--- Document excerpt ---

Authors: Andrea Di Robilant
Marchioness Barbara Litta, who, as Princess Augusta’s lady of honour, was in charge of protocol at the royal palace, warned Lucia to prepare herself for a demanding schedule, especially during those weeks when she would have to be in attendance at the palace from early morning until late at night. She was to draw a monthly salary with which to cover her expenses. The palace that was to house Princess Augusta’s twenty-four ladies-in-waiting was still being refurbished, but Marchioness Litta found her temporary lodgings in the house of Countess Cattaneo.
Lucia was immediately caught up in a whirlwind of activity. She rushed to the hairdresser, went shopping for clothes, introduced herself to the other ladies-in-waiting, who, she found out, were all Milanese but a few. She called on the most prominent families in town as well as the foreign dignitaries. And after a few days, the exacting Marchioness Litta was ready to present her to Princess Augusta—who was pregnant with her second child.

--- Supplied data ---

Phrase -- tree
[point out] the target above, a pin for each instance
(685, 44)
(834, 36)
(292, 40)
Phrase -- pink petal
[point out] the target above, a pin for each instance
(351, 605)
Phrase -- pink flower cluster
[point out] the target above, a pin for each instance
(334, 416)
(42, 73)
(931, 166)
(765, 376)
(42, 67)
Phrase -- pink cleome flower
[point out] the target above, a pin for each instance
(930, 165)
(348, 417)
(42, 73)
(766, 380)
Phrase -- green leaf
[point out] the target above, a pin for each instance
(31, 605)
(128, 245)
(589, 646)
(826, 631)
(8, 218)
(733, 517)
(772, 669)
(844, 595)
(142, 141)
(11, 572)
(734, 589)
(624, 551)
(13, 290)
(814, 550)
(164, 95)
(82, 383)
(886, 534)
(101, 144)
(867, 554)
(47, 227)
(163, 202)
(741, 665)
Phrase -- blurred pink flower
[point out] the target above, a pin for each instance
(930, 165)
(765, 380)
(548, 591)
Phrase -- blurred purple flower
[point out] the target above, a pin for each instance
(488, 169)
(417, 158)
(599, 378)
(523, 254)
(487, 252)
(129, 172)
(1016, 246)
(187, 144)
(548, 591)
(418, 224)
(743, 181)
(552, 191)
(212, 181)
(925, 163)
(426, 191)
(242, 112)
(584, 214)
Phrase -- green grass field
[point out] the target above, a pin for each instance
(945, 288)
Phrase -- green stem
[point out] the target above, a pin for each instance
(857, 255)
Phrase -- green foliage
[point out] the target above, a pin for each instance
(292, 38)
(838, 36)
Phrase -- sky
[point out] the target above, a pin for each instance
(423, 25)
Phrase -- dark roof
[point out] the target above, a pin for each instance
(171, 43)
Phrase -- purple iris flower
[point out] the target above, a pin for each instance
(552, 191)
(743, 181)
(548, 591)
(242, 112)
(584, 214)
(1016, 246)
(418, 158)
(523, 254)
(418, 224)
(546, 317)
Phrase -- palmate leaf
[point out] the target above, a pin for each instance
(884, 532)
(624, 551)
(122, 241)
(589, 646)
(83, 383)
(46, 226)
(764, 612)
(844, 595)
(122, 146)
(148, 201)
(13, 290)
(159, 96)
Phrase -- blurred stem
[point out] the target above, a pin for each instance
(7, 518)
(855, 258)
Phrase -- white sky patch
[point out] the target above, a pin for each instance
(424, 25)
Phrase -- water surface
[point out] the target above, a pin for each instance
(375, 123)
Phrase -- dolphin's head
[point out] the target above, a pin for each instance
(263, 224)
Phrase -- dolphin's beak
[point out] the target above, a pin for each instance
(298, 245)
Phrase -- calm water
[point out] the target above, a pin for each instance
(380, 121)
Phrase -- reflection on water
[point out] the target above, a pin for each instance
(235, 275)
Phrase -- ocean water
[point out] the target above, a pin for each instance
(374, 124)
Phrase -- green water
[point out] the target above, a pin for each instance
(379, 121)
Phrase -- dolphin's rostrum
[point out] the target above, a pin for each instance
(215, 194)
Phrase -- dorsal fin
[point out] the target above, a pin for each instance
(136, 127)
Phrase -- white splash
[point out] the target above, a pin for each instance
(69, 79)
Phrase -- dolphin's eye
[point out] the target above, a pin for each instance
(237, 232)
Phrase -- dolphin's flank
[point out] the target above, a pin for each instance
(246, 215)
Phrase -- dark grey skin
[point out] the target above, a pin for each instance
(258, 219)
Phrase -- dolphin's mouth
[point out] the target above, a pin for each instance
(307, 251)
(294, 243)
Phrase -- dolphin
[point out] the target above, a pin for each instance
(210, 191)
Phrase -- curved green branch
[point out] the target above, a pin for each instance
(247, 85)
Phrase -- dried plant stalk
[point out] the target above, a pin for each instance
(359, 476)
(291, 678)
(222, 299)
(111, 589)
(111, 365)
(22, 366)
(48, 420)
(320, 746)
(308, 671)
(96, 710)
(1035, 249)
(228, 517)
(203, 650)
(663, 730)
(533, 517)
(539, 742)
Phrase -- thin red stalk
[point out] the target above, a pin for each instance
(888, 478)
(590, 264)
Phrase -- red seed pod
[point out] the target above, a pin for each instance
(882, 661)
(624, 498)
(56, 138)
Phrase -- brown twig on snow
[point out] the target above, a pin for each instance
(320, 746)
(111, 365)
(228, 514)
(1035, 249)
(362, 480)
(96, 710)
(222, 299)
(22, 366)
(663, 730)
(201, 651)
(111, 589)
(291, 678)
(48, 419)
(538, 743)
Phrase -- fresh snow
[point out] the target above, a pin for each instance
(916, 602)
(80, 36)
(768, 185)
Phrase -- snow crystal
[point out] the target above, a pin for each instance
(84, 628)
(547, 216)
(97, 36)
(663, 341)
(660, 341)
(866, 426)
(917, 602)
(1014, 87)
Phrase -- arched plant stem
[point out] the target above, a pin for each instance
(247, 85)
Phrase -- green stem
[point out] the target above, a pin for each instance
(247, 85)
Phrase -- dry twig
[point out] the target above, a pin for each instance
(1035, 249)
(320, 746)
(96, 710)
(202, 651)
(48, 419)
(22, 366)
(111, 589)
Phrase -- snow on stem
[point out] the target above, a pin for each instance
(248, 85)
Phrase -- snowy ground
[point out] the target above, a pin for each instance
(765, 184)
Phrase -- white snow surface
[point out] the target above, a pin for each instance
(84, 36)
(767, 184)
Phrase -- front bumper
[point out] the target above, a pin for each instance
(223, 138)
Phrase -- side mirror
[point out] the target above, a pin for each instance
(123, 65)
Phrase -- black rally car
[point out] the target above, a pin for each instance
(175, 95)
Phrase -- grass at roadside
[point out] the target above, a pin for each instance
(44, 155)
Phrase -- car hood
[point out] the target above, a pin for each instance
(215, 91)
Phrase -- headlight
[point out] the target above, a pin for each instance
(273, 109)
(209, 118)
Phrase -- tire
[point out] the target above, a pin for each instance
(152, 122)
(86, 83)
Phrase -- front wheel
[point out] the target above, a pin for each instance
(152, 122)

---

**Written exercise**
Answer these questions from the excerpt about Lucia joining Princess Augusta's court:
(a) In whose house did Marchioness Litta find Lucia temporary lodgings?
(b) How many ladies-in-waiting was the palace being refurbished to house?
(c) With which child was Princess Augusta pregnant when Lucia was presented to her?

**Reply**
(a) Countess Cattaneo
(b) Twenty-four
(c) Her second child